-- begin DATA IN THIS EXERCISE --

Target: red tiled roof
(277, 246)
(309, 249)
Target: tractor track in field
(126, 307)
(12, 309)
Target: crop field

-- end DATA IN THIS EXERCISE --

» EXERCISE INSTRUCTIONS
Update the records by replacing each "Target" with "Object" and leaving everything else unchanged.

» ANSWER TO THE EXERCISE
Object: red tiled roof
(277, 246)
(309, 249)
Object: tractor track in field
(126, 307)
(12, 309)
Object: crop field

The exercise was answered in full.